## TASK PROMPT:
Transcribe, word for word, every record in the data below.

## LISTED ENTRIES:
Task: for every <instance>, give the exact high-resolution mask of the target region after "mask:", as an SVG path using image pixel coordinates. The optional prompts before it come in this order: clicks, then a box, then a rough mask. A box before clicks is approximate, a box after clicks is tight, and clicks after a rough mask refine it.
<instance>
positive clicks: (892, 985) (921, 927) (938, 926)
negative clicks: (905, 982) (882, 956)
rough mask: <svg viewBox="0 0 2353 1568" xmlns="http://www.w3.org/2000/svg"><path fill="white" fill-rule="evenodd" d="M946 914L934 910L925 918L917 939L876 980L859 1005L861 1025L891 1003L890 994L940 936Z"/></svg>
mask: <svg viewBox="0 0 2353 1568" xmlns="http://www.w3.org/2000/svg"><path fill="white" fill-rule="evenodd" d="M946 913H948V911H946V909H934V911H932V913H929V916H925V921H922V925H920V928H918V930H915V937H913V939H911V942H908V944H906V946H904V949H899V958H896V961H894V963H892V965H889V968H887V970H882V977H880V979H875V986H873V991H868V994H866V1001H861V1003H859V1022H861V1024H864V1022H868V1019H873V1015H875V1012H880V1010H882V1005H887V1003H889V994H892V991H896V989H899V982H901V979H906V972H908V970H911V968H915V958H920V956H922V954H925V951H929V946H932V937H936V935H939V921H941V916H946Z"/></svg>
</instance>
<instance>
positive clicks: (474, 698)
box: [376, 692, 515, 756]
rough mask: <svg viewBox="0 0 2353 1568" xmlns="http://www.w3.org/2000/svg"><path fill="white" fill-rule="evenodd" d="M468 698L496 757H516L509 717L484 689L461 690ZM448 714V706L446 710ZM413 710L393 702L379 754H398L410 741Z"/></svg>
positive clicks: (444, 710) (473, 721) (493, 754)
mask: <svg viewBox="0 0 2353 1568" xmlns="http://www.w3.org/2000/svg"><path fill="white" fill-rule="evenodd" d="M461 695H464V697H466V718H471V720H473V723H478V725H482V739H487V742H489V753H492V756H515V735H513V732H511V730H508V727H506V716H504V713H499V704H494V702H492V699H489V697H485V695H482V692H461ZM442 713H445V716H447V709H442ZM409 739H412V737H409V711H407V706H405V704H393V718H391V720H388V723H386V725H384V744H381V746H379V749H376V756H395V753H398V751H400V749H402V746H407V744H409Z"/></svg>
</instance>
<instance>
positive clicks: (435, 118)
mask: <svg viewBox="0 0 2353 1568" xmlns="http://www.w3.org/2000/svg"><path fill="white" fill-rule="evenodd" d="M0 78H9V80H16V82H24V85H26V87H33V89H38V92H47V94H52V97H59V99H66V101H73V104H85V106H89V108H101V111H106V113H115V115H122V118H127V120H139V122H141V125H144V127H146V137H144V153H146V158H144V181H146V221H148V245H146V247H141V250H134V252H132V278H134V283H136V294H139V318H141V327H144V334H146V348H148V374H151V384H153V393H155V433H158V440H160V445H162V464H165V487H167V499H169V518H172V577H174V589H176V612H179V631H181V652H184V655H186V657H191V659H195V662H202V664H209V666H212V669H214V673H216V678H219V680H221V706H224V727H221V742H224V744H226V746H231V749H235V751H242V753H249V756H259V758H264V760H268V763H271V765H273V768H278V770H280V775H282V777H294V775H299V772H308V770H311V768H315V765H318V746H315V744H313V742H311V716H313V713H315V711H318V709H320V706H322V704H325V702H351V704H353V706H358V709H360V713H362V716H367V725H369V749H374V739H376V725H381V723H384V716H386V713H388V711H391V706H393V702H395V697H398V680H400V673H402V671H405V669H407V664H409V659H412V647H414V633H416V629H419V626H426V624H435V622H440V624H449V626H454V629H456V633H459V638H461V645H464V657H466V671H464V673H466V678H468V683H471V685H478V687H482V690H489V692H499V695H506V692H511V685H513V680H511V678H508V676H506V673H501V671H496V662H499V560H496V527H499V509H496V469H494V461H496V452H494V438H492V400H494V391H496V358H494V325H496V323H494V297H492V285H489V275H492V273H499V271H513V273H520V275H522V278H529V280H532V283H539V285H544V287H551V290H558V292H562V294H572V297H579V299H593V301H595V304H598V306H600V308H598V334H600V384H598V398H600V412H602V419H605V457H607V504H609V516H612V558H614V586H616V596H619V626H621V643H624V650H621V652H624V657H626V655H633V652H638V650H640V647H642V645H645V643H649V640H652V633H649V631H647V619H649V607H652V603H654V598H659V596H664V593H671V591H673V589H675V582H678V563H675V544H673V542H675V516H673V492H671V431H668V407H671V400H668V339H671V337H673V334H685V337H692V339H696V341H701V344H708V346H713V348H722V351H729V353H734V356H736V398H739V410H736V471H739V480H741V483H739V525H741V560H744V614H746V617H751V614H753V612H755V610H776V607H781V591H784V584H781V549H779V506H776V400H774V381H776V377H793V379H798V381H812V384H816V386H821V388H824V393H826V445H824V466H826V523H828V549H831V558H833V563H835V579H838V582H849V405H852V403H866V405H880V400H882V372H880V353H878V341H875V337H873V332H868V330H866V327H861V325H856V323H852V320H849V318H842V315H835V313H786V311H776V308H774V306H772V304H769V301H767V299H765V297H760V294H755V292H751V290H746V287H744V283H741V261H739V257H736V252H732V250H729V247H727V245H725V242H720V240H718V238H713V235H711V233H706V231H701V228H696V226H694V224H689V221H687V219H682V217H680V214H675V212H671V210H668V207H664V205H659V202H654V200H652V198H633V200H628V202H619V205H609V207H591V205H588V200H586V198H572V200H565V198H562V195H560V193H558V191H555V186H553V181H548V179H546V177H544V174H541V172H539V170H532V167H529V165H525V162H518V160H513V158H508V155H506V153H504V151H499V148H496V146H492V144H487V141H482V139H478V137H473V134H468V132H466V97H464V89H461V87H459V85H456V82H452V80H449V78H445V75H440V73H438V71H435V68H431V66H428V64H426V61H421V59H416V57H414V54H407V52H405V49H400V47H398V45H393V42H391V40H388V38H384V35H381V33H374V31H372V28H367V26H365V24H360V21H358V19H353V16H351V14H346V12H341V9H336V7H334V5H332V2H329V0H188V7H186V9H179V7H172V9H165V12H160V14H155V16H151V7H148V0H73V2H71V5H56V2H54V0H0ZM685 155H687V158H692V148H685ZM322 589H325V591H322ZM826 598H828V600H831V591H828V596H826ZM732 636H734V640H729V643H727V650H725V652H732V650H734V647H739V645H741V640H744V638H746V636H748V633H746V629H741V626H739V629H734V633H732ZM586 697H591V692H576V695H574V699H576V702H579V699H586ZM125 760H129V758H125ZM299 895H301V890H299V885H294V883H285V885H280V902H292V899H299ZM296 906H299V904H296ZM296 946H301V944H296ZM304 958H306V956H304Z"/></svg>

## EXERCISE ANSWER:
Task: for every <instance>, give the exact high-resolution mask of the target region after "mask:", as an SVG path using image pixel coordinates. The optional prompts before it come in this order: clicks, then a box, then a rough mask. A box before clicks is approximate, a box after clicks is tight, and clicks after a rough mask refine it.
<instance>
positive clicks: (892, 985) (921, 927) (938, 926)
negative clicks: (905, 982) (882, 956)
rough mask: <svg viewBox="0 0 2353 1568" xmlns="http://www.w3.org/2000/svg"><path fill="white" fill-rule="evenodd" d="M946 914L934 910L925 918L917 939L876 980L859 1005L861 1025L891 1003L890 994L940 936Z"/></svg>
mask: <svg viewBox="0 0 2353 1568" xmlns="http://www.w3.org/2000/svg"><path fill="white" fill-rule="evenodd" d="M946 913H948V911H946V909H934V911H932V913H929V916H925V921H922V925H920V928H918V930H915V937H913V939H911V942H908V944H906V946H904V949H899V958H896V961H894V963H892V965H889V968H887V970H882V977H880V979H875V986H873V991H868V994H866V1001H861V1003H859V1022H861V1024H864V1022H868V1019H873V1015H875V1012H880V1010H882V1005H887V1003H889V994H892V991H896V989H899V982H901V979H906V972H908V970H911V968H915V958H920V956H922V954H925V951H929V946H932V937H936V935H939V921H941V916H946Z"/></svg>
</instance>
<instance>
positive clicks: (474, 698)
box: [376, 692, 515, 756]
rough mask: <svg viewBox="0 0 2353 1568" xmlns="http://www.w3.org/2000/svg"><path fill="white" fill-rule="evenodd" d="M468 698L496 757H516L509 717L484 689L461 690ZM448 714V706L446 710ZM413 710L393 702L379 754H398L410 741Z"/></svg>
positive clicks: (444, 710) (473, 721) (493, 754)
mask: <svg viewBox="0 0 2353 1568" xmlns="http://www.w3.org/2000/svg"><path fill="white" fill-rule="evenodd" d="M461 695H464V697H466V718H471V720H473V723H478V725H482V739H487V742H489V753H492V756H515V735H513V732H511V730H508V727H506V716H504V713H499V704H494V702H492V699H489V697H485V695H482V692H461ZM442 713H445V716H447V709H442ZM409 739H412V737H409V711H407V706H405V704H393V718H391V720H388V723H386V725H384V744H381V746H379V749H376V756H395V753H398V751H400V749H402V746H407V744H409Z"/></svg>
</instance>
<instance>
positive clicks: (435, 118)
mask: <svg viewBox="0 0 2353 1568" xmlns="http://www.w3.org/2000/svg"><path fill="white" fill-rule="evenodd" d="M0 78H9V80H16V82H24V85H26V87H33V89H38V92H47V94H52V97H59V99H66V101H73V104H85V106H89V108H101V111H106V113H115V115H122V118H127V120H139V122H141V125H144V127H146V137H144V153H146V158H144V181H146V221H148V245H146V247H141V250H134V252H132V278H134V283H136V294H139V318H141V327H144V334H146V348H148V374H151V384H153V393H155V433H158V440H160V445H162V464H165V487H167V499H169V518H172V577H174V589H176V612H179V631H181V652H184V655H186V657H191V659H195V662H202V664H209V666H212V669H214V673H216V678H219V680H221V706H224V727H221V742H224V744H226V746H231V749H235V751H242V753H249V756H259V758H264V760H268V763H271V765H273V768H278V770H280V775H282V777H294V775H299V772H308V770H311V768H315V765H318V746H315V744H313V742H311V716H313V713H315V711H318V709H320V706H322V704H325V702H351V704H353V706H358V709H360V713H362V716H367V725H369V749H374V739H376V725H381V723H384V716H386V713H388V711H391V706H393V702H395V697H398V680H400V673H402V671H405V669H407V664H409V659H412V647H414V633H416V629H419V626H426V624H435V622H440V624H449V626H454V629H456V633H459V638H461V645H464V657H466V671H464V673H466V678H468V683H471V685H478V687H482V690H489V692H499V695H506V692H511V685H513V680H511V678H508V676H506V673H501V671H496V662H499V560H496V527H499V509H496V469H494V461H496V452H494V438H492V400H494V391H496V358H494V325H496V323H494V297H492V285H489V275H492V273H499V271H513V273H520V275H522V278H529V280H532V283H539V285H544V287H551V290H558V292H562V294H572V297H579V299H593V301H595V304H598V306H600V308H598V334H600V384H598V398H600V412H602V419H605V457H607V504H609V516H612V558H614V586H616V596H619V626H621V643H624V650H621V652H624V657H626V655H633V652H638V650H640V647H642V645H645V643H649V640H652V633H649V631H647V619H649V607H652V603H654V598H659V596H664V593H671V591H673V589H675V582H678V563H675V544H673V542H675V516H673V492H671V431H668V407H671V400H668V339H671V337H673V334H685V337H692V339H696V341H701V344H708V346H713V348H722V351H729V353H734V356H736V398H739V410H736V471H739V480H741V483H739V525H741V560H744V614H746V617H751V614H753V612H755V610H776V607H781V591H784V584H781V549H779V506H776V400H774V381H776V377H793V379H798V381H812V384H816V386H821V388H824V393H826V445H824V466H826V523H828V549H831V558H833V563H835V579H838V582H849V405H852V403H866V405H880V400H882V372H880V353H878V341H875V337H873V332H868V330H866V327H861V325H856V323H852V320H849V318H842V315H835V313H786V311H776V308H774V306H772V304H769V301H767V299H765V297H760V294H755V292H751V290H746V287H744V283H741V261H739V257H736V252H732V250H729V247H727V245H725V242H720V240H718V238H713V235H711V233H706V231H701V228H696V226H694V224H689V221H687V219H682V217H680V214H675V212H671V210H668V207H664V205H659V202H654V200H652V198H633V200H628V202H619V205H609V207H591V205H588V200H586V198H572V200H565V198H562V195H560V193H558V191H555V186H553V181H548V179H546V177H544V174H541V172H539V170H532V167H529V165H525V162H518V160H513V158H508V155H506V153H504V151H499V148H496V146H492V144H487V141H482V139H478V137H473V134H468V132H466V97H464V89H461V87H459V85H456V82H452V80H449V78H445V75H440V73H438V71H435V68H431V66H428V64H426V61H421V59H416V57H414V54H407V52H405V49H400V47H398V45H393V42H391V40H388V38H384V35H381V33H374V31H372V28H367V26H365V24H360V21H358V19H353V16H351V14H346V12H341V9H336V7H334V5H332V2H329V0H188V7H186V9H179V7H172V9H165V12H160V14H155V16H151V7H148V0H73V2H71V5H56V2H54V0H0ZM685 155H687V158H692V148H685ZM322 589H325V591H322ZM826 598H828V600H831V591H828V596H826ZM732 636H734V640H729V643H727V650H725V652H732V650H734V647H739V645H741V640H744V638H746V636H748V633H746V629H741V626H739V629H734V633H732ZM586 697H591V692H576V695H574V699H576V702H579V699H586ZM125 760H129V758H125ZM299 895H301V890H299V885H294V883H285V885H280V902H292V899H299ZM296 906H299V904H296ZM296 946H301V944H296ZM304 958H306V956H304Z"/></svg>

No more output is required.